-- INSTRUCTION --
Output what the records say, word for word, with no images.

Records from a data collection:
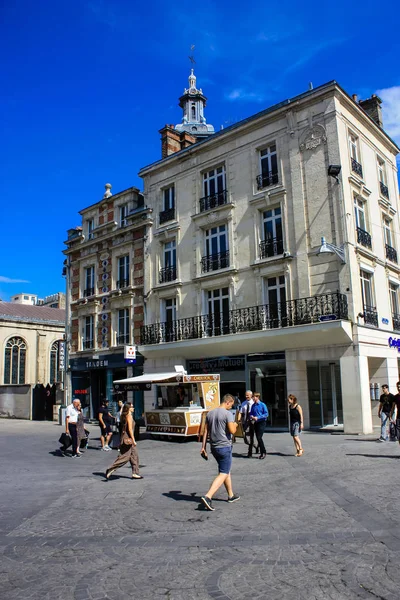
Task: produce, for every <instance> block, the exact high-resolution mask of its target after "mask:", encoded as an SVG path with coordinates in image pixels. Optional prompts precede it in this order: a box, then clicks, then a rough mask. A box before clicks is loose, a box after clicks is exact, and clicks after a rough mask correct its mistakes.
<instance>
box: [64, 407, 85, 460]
mask: <svg viewBox="0 0 400 600" xmlns="http://www.w3.org/2000/svg"><path fill="white" fill-rule="evenodd" d="M79 404H80V400H77V399H76V398H75V399H74V400H72V404H69V405H68V406H67V410H66V413H65V432H66V433H69V435H70V436H71V438H72V458H79V457H80V456H81V455H80V454H78V434H77V431H76V424H77V422H78V416H79V410H78V406H79Z"/></svg>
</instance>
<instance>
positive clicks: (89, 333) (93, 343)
mask: <svg viewBox="0 0 400 600" xmlns="http://www.w3.org/2000/svg"><path fill="white" fill-rule="evenodd" d="M82 341H83V350H87V349H88V348H94V316H93V315H89V316H88V317H85V320H84V327H83V340H82Z"/></svg>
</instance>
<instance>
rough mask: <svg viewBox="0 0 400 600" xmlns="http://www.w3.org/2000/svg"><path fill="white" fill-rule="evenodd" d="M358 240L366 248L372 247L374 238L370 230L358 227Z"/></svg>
mask: <svg viewBox="0 0 400 600" xmlns="http://www.w3.org/2000/svg"><path fill="white" fill-rule="evenodd" d="M357 242H358V243H359V244H361V245H362V246H365V247H366V248H372V238H371V236H370V234H369V233H368V231H364V229H361V227H357Z"/></svg>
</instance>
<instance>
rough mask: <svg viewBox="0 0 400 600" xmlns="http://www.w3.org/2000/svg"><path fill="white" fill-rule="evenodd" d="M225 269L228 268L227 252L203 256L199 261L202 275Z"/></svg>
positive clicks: (228, 261) (228, 263)
mask: <svg viewBox="0 0 400 600" xmlns="http://www.w3.org/2000/svg"><path fill="white" fill-rule="evenodd" d="M227 267H229V250H226V251H225V252H219V253H218V254H209V255H208V256H203V258H202V259H201V271H202V273H209V272H210V271H218V270H219V269H226V268H227Z"/></svg>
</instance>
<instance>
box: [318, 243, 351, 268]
mask: <svg viewBox="0 0 400 600" xmlns="http://www.w3.org/2000/svg"><path fill="white" fill-rule="evenodd" d="M321 254H336V256H338V257H339V258H340V260H341V263H342V265H345V264H346V259H345V256H344V244H342V245H341V246H335V245H334V244H330V243H329V242H327V241H326V239H325V238H324V237H322V238H321V248H320V249H319V250H318V252H317V256H320V255H321Z"/></svg>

-- OUTPUT OF THE TASK --
Task: produce, for every <instance> block, the exact high-resolution mask of its target after "mask:", encoded as an SVG path with coordinates in image pixels. Optional prompts precede it in this order: a box, then clicks, then a rough mask. A box before clicks is loose, a box after clicks is exact, and clicks after a rough mask correct its mistakes.
<instance>
box: [64, 407, 85, 460]
mask: <svg viewBox="0 0 400 600" xmlns="http://www.w3.org/2000/svg"><path fill="white" fill-rule="evenodd" d="M79 404H80V400H77V399H76V398H75V399H74V400H72V404H69V405H68V406H67V410H66V413H65V432H66V433H69V435H70V436H71V438H72V458H79V457H80V456H81V455H80V454H78V434H77V431H76V424H77V422H78V416H79V410H78V406H79Z"/></svg>
</instance>
<instance>
positive clicks: (89, 333) (93, 343)
mask: <svg viewBox="0 0 400 600" xmlns="http://www.w3.org/2000/svg"><path fill="white" fill-rule="evenodd" d="M82 341H83V350H87V349H88V348H94V316H93V315H89V316H88V317H85V320H84V327H83V340H82Z"/></svg>
</instance>
<instance>
rough mask: <svg viewBox="0 0 400 600" xmlns="http://www.w3.org/2000/svg"><path fill="white" fill-rule="evenodd" d="M358 240L366 248L372 247L374 238L370 230L358 227Z"/></svg>
mask: <svg viewBox="0 0 400 600" xmlns="http://www.w3.org/2000/svg"><path fill="white" fill-rule="evenodd" d="M357 242H358V243H359V244H361V245H362V246H365V247H366V248H372V238H371V236H370V234H369V233H368V231H364V229H361V227H357Z"/></svg>
</instance>
<instance>
rough mask: <svg viewBox="0 0 400 600" xmlns="http://www.w3.org/2000/svg"><path fill="white" fill-rule="evenodd" d="M225 269L228 268L227 252L203 256L199 261L202 275Z"/></svg>
positive clicks: (228, 261) (228, 263)
mask: <svg viewBox="0 0 400 600" xmlns="http://www.w3.org/2000/svg"><path fill="white" fill-rule="evenodd" d="M227 267H229V250H226V251H225V252H219V253H218V254H209V255H208V256H203V258H202V259H201V271H202V273H209V272H210V271H218V270H219V269H226V268H227Z"/></svg>
</instance>
<instance>
box: [318, 243, 351, 268]
mask: <svg viewBox="0 0 400 600" xmlns="http://www.w3.org/2000/svg"><path fill="white" fill-rule="evenodd" d="M321 254H336V256H338V257H339V258H340V260H341V263H342V265H345V264H346V259H345V256H344V244H342V245H341V246H335V245H334V244H330V243H329V242H327V241H326V239H325V238H324V237H322V238H321V248H320V249H319V250H318V252H317V256H320V255H321Z"/></svg>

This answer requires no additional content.